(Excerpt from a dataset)
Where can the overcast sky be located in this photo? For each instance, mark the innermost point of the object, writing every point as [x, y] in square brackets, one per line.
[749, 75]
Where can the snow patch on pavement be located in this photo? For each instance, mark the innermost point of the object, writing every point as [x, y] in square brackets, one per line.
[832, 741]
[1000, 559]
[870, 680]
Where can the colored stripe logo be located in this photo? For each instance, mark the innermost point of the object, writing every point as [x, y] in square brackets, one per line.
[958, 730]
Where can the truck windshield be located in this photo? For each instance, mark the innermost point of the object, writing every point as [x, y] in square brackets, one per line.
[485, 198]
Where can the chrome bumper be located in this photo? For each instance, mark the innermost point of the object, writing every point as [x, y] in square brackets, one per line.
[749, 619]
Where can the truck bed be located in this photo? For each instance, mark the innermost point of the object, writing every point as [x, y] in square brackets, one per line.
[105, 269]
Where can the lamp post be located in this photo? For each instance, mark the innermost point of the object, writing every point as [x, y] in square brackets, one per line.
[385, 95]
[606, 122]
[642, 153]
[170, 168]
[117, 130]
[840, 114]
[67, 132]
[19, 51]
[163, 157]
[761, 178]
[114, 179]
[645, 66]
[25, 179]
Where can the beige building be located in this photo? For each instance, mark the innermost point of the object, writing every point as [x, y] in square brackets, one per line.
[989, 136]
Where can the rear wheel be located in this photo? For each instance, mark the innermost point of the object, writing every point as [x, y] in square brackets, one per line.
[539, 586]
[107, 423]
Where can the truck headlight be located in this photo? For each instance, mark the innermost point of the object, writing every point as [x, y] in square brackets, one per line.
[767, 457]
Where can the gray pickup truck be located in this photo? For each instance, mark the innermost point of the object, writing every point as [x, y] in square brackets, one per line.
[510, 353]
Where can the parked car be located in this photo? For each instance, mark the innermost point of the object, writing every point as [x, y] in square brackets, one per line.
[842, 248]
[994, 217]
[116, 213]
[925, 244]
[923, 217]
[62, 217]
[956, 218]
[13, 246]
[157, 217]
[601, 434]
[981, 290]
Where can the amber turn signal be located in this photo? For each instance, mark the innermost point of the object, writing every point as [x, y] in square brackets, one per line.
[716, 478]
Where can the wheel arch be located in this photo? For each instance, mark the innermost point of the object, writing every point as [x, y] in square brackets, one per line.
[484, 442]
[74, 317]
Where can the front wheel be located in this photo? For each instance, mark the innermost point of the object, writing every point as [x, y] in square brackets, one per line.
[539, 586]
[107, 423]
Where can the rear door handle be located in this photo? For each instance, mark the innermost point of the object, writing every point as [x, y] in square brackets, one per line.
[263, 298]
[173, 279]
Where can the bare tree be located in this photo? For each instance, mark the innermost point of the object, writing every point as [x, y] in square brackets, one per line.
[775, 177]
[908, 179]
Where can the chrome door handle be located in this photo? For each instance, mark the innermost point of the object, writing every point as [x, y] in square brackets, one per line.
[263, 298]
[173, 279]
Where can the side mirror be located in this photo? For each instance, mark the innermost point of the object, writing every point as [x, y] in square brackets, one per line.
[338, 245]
---
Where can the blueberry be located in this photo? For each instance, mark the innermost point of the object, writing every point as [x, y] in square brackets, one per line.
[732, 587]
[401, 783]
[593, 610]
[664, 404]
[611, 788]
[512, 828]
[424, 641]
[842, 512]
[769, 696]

• [The exercise]
From the data above, collect each line that contains the word "parked".

• [Completed exercise]
Where can the parked car be located in this photo? For each instance, mark the innermost point of the object, writing every point as [x, y] in square brackets, one per line.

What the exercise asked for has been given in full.